**Excerpt**
British Prime Minister Boris Johnson has warned that reopening schools in England will adversely impact on infection rates and affect the roadmap for lifting restrictions across the country.

Pubs may not open until April, nightclubs until June, but for millions of frazzled parents across England are eagerly awaiting landmark on the long road back to normal life, when schools reopen their doors to all pupils.

But for Johnson, it is the start of an anxious few weeks as the government’s health experts monitor the impact of the “big bang” reopening on COVID-19 infection rates.

In an open letter in January, the Prime Minister declared himself ‘in awe’ of parents juggling home schooling with jobs and household chores.

That is why No 10 Downing Street made a deliberate decision to put the reopening of school on top its priority list, amid intense pressure from Tory backbenchers concerned about the impact on children’s education and wellbeing, as well as parents’ ability to work.

Mr Johnson has however rejected calls from ministers, including the Education Secretary, Gavin Williamson, to send pupils back after the February half-term and instead set the March 8, 2021 date, three weeks after the top four priority groups had received their first vaccine dose.

Meanwhile, England’s Deputy Chief Medical Adviser, Dr Jenny Harries said infections were still at a rate where a fourth wave could easily commence.

Dr Harries said while pupils returning to classrooms will have an impact on the R rate, schools will be “inherently safer places” due to increased testing.

He told a Downing Street press conference thus; “We do expect there to be an impact on R. What we do know is, or at least we can’t disentangle, the social interaction element of that rise in R. So, it’s just as likely people meeting at school gates, or the different numbers of social interactions, as much as it is in schools.

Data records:
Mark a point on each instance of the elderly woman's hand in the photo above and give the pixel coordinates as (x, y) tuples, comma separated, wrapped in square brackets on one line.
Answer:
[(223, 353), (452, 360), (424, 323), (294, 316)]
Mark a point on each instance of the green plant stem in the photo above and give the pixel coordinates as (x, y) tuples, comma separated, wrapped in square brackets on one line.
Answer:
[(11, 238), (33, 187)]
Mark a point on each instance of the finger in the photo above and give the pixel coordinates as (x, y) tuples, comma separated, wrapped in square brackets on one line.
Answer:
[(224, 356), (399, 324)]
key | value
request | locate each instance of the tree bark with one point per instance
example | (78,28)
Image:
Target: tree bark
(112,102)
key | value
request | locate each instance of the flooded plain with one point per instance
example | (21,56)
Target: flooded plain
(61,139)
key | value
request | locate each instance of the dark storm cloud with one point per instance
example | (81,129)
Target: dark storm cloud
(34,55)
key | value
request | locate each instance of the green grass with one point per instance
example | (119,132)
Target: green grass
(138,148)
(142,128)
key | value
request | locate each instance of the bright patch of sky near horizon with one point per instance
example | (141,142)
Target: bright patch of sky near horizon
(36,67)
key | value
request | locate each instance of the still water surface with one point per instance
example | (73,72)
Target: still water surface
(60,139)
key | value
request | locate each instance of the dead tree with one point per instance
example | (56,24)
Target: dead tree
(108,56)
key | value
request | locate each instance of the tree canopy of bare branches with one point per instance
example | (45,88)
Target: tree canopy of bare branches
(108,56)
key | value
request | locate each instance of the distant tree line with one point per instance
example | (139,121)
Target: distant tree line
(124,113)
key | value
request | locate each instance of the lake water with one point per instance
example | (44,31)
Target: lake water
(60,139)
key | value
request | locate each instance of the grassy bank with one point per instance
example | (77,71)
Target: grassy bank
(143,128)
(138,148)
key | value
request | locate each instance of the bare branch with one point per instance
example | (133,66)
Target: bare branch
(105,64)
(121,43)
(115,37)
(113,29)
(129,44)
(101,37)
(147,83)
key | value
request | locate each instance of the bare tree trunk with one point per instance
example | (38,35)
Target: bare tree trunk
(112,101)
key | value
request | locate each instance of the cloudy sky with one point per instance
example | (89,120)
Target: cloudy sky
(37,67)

**What is being asked**
Write what comes next in the article on reopening schools in England, picking up after its final sentence.

**Expected answer**
I think the critical point is there are new interventions, so the testing for schools is in place, starting from now and gradually for some senior pupils going forward.

What that is likely to do is diminish the number of community transmission cases which could come into schools, so schools will be inherently safer places, but equally it will reach back into families.

So although I suspect we may see a rise at the start, with luck as we go forward and people get used to using that testing whole families will be protected as well.

WHO’s top emergency expert, Mike Ryan said on Monday that some countries should have been more cautious when WHO declared a global health emergency in January 2020.

Reuters’ reports indicated that WHO declared a public health emergency of international concern, its “highest level of alarm”, on 30 January and described the coronavirus as a ‘pandemic’ for the first time on March 11, 2020

Asked if the organisation should have used the term “pandemic” sooner, Ryan said: “Maybe we needed to shout louder, but maybe some people need hearing aids.”